BEGIN Records provided

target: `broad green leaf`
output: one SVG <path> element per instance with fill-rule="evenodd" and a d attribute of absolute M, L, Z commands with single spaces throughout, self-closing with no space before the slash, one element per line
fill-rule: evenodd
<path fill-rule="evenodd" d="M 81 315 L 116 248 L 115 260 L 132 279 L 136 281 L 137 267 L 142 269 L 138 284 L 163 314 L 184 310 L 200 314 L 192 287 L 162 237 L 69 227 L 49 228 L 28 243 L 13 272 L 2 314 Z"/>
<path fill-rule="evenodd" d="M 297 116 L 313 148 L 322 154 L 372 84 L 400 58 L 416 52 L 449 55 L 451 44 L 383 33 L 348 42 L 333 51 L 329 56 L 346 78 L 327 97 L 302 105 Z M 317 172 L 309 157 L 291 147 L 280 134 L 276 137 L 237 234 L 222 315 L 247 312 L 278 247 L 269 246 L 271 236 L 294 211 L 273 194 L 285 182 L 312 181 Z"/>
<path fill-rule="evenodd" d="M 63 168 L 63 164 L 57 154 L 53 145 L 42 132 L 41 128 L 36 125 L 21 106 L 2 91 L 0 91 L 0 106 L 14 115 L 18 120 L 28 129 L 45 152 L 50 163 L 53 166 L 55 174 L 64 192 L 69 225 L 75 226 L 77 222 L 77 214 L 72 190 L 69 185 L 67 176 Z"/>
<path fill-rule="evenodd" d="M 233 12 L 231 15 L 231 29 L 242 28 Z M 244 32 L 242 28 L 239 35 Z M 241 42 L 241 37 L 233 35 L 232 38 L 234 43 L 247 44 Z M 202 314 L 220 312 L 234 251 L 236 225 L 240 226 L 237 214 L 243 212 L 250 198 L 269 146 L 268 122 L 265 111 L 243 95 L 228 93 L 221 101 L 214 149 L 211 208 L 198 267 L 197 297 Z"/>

END Records provided

→ **Set problem**
Copy the material again, starting at its first line and stopping after the line that contains "63 168 L 63", and keep every line in that span, not only the answers. Offset every coordinate in those answers by adding 95 to it.

→ **Full response**
target: `broad green leaf`
output: one SVG <path> element per instance with fill-rule="evenodd" and a d attribute of absolute M, L, Z commands with single spaces throughout, self-closing with no space before the slash, one element per line
fill-rule: evenodd
<path fill-rule="evenodd" d="M 176 410 L 211 343 L 210 355 L 227 374 L 231 376 L 232 362 L 237 364 L 233 379 L 258 409 L 279 405 L 295 409 L 287 382 L 257 332 L 164 322 L 144 323 L 123 338 L 108 367 L 97 409 Z"/>
<path fill-rule="evenodd" d="M 392 211 L 408 243 L 417 249 L 467 179 L 495 153 L 511 147 L 544 150 L 546 139 L 478 128 L 443 137 L 428 146 L 424 151 L 441 173 L 422 192 L 397 200 Z M 412 267 L 404 252 L 386 242 L 375 229 L 371 232 L 332 329 L 317 410 L 342 407 L 373 342 L 364 341 L 366 331 L 389 306 L 368 289 L 380 277 L 407 276 Z"/>
<path fill-rule="evenodd" d="M 158 263 L 158 259 L 152 249 L 148 240 L 137 227 L 136 223 L 131 220 L 116 201 L 97 186 L 95 186 L 95 201 L 109 210 L 113 215 L 123 224 L 140 247 L 145 258 L 148 261 L 150 269 L 159 287 L 164 320 L 170 321 L 172 317 L 172 309 L 167 285 L 164 280 L 162 271 Z"/>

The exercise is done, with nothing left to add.